§ **What to produce**
Put every line of the records below into a numbered list, omitting blank lines. Leave the pictures out of the list.

§ **Records shown**
·····

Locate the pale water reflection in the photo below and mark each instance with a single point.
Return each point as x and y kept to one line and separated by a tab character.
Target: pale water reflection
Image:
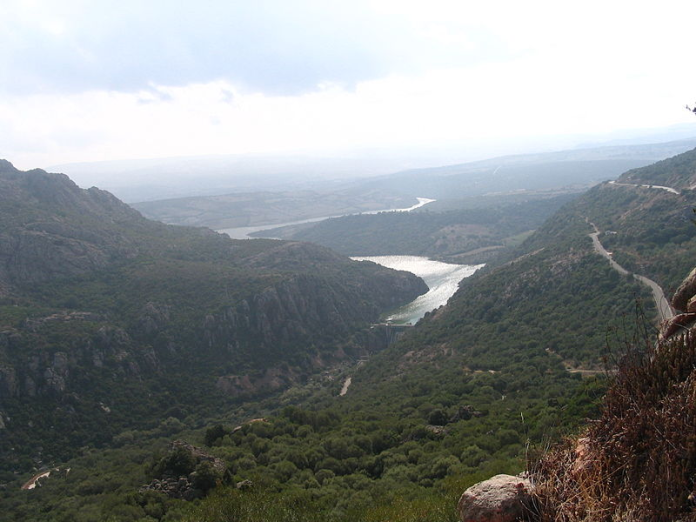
442	280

·····

§ **Written solution**
1. Locate the pale water reflection in the photo below and mark each instance with a single point.
2. Return each point as x and y kept to one line and separated by a tab character.
3. Target: pale water reflection
4. Image:
5. 442	280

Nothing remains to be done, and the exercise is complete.